## INSTRUCTIONS FOR THE TASK
Gather every line in the entries below that contains the string "footbridge".

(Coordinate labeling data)

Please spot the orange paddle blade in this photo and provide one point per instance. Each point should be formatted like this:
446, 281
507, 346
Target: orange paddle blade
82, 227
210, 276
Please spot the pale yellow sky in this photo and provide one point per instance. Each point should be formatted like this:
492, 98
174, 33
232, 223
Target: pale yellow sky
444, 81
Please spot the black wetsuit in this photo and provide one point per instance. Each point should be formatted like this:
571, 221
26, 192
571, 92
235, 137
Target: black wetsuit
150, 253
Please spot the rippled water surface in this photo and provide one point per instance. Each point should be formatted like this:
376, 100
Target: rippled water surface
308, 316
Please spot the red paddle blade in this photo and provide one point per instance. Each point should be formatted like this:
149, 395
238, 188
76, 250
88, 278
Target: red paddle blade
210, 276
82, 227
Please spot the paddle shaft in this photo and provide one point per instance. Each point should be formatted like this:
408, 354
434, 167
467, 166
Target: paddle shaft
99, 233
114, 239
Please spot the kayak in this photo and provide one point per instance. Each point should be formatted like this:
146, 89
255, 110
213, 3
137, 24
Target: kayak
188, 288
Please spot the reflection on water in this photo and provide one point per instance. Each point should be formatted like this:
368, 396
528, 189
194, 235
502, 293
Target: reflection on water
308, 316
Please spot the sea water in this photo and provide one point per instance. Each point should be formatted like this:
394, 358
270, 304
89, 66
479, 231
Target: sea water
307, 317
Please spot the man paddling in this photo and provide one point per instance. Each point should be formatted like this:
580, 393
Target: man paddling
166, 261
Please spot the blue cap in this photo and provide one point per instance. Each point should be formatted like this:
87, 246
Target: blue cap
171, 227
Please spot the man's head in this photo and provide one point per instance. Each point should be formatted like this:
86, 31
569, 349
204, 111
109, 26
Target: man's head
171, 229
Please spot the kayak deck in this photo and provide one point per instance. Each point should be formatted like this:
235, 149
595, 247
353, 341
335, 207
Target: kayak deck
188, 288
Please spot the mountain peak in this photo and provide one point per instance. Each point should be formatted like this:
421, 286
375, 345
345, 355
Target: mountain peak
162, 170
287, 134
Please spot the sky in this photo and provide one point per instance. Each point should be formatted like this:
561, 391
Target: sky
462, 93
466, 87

==

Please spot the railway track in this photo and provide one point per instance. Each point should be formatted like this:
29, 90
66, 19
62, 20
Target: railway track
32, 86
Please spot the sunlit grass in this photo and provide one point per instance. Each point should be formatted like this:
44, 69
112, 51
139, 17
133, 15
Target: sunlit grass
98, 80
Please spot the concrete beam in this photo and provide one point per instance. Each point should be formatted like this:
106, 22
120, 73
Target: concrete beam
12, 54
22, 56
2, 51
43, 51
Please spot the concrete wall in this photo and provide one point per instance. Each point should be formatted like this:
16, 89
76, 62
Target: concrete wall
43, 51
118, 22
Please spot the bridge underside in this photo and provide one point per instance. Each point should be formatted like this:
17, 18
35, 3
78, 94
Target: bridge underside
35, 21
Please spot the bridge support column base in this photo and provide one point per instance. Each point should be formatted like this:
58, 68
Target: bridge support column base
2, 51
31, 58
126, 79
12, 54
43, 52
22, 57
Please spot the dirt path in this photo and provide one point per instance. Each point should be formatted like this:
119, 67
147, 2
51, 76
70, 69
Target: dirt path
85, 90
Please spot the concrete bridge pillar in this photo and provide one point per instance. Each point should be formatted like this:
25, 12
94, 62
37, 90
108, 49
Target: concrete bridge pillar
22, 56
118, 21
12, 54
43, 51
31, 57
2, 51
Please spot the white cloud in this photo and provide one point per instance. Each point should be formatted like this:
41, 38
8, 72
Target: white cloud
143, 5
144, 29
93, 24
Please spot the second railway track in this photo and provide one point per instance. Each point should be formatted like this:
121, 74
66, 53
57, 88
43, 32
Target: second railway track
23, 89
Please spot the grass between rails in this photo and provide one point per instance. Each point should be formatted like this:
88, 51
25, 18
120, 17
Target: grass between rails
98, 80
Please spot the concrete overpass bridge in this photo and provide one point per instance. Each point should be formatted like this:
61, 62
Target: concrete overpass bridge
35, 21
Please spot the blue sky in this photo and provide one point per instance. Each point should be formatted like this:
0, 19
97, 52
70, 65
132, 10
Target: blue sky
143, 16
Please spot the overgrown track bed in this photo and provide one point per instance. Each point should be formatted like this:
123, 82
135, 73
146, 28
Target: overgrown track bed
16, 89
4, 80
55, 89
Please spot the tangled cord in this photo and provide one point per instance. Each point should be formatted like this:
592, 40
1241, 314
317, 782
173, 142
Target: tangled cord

--

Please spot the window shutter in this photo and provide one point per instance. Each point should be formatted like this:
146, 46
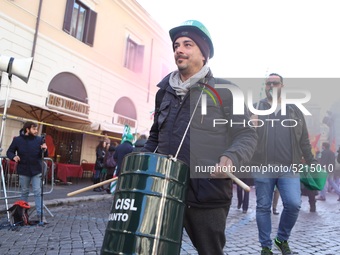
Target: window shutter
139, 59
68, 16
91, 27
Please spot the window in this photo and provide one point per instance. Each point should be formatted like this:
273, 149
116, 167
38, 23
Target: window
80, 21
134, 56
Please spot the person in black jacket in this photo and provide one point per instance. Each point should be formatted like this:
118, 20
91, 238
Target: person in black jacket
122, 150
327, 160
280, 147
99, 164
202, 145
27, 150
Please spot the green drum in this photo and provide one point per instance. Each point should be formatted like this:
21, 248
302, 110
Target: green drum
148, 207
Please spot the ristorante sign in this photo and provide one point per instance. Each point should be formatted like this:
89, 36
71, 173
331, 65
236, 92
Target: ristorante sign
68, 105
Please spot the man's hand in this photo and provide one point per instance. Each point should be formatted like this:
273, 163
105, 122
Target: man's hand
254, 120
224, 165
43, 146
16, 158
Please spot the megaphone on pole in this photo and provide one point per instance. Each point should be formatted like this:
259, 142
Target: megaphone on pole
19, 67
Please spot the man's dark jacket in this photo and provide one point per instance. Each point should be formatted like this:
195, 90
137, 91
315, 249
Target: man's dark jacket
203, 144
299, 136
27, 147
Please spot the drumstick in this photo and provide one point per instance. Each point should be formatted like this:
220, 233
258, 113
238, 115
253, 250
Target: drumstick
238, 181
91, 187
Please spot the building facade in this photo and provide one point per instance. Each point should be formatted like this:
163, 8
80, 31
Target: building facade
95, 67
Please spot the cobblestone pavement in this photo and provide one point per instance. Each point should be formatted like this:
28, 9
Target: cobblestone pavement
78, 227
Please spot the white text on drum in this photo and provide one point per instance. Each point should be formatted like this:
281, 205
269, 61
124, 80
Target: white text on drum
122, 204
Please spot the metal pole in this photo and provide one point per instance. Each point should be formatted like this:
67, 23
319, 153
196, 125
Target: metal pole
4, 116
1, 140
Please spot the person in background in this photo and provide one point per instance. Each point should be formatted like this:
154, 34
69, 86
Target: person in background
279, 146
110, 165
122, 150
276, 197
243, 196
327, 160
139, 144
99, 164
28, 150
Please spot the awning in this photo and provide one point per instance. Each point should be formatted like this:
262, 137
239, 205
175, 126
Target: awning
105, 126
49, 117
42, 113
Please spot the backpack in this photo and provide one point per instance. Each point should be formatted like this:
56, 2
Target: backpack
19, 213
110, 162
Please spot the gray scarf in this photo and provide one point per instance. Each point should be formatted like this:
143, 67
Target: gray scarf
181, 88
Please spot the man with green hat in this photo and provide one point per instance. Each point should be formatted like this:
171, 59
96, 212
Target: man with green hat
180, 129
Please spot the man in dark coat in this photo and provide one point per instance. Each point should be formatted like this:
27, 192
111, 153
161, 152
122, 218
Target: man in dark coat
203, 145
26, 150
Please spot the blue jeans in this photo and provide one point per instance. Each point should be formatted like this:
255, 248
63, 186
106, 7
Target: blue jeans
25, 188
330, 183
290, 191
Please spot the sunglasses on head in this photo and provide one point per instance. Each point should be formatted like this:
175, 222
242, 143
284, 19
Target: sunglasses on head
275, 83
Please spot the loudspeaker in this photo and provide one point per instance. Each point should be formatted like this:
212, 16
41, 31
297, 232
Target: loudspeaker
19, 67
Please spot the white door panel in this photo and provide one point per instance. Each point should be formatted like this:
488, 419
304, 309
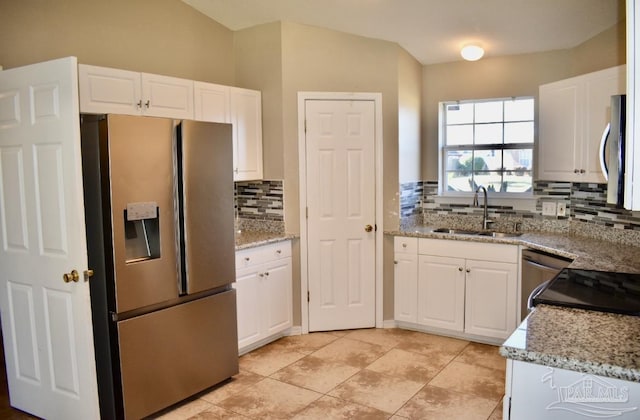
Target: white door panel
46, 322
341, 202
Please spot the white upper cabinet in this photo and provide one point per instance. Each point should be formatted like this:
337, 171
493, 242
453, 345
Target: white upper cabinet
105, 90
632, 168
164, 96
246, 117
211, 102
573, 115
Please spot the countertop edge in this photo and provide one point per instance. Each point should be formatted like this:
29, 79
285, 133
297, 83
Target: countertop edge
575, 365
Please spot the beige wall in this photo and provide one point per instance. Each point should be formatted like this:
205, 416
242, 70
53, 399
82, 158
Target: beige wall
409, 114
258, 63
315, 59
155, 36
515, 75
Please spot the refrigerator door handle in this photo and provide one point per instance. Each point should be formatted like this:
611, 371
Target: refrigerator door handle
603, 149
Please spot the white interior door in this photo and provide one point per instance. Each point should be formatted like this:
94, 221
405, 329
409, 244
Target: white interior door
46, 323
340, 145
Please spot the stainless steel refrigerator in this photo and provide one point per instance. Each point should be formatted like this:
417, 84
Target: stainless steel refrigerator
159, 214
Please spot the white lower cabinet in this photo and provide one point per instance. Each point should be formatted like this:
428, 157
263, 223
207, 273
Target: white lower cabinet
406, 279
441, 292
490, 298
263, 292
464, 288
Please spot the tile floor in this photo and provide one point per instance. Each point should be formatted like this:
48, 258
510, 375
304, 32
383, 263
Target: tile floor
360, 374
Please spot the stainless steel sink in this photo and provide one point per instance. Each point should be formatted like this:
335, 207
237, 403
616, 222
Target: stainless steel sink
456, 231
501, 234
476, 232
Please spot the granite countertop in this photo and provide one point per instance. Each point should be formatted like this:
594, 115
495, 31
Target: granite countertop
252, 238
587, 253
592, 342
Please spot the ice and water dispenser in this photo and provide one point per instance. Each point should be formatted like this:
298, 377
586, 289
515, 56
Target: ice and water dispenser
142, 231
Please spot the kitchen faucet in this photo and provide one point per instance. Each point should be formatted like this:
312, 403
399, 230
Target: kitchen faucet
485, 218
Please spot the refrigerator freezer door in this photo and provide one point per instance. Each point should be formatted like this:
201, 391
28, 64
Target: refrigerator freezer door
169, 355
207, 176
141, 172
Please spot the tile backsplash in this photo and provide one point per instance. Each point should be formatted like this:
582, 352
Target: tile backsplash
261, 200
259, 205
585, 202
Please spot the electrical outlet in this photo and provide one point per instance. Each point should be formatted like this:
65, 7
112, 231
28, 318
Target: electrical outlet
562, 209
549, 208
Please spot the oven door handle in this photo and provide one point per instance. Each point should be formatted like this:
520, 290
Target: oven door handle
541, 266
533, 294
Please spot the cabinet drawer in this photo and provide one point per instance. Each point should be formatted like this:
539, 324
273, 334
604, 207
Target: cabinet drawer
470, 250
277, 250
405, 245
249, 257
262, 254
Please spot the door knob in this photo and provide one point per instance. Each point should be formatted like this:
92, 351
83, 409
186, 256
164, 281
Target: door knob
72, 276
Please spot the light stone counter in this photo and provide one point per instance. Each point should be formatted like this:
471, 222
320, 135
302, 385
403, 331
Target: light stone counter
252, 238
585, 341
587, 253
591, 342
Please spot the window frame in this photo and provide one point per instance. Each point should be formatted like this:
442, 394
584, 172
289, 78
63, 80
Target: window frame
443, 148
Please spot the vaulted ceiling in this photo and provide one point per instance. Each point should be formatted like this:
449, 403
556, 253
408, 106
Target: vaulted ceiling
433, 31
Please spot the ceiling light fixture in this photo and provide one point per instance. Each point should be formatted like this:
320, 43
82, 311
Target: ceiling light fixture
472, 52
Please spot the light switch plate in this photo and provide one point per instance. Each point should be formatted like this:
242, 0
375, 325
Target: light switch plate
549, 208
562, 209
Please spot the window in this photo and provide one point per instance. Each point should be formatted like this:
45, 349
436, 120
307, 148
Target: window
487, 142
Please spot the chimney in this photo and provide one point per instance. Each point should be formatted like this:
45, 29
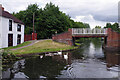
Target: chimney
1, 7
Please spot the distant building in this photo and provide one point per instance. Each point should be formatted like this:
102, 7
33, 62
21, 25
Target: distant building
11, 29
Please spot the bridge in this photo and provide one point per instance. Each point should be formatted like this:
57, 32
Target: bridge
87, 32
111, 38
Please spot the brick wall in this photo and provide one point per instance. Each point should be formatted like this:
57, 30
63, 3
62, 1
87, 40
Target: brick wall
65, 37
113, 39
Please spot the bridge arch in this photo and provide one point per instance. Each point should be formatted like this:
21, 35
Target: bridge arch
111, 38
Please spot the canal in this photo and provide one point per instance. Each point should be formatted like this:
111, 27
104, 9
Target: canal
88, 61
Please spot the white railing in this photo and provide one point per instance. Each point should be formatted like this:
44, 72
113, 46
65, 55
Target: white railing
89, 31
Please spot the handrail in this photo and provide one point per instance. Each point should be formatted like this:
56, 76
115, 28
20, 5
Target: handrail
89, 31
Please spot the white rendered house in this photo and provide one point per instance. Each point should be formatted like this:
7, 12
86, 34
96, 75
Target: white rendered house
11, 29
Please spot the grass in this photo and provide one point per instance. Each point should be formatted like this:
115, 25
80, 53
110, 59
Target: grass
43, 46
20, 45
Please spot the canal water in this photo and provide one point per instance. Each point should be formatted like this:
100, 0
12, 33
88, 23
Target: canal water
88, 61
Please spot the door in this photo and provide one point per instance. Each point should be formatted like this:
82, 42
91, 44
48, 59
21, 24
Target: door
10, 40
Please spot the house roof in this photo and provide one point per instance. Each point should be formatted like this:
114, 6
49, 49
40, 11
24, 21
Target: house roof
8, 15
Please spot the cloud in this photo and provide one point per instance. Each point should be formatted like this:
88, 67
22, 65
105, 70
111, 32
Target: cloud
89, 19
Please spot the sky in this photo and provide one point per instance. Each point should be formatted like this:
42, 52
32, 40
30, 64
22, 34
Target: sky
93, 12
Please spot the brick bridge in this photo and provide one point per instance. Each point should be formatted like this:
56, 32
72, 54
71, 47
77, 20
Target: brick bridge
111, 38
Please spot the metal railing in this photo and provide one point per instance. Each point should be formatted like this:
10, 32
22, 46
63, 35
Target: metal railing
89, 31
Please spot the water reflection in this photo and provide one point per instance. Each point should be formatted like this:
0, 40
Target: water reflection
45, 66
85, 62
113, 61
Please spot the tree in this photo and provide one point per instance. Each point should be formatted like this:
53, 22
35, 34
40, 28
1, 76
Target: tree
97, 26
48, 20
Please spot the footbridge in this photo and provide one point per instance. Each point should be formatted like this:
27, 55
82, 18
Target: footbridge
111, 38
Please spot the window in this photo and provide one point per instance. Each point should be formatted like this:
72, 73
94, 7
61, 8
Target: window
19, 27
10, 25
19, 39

## RESULT
Please spot the footbridge in this photo and provide one point per instance. Each point should be formatted like this:
Target: footbridge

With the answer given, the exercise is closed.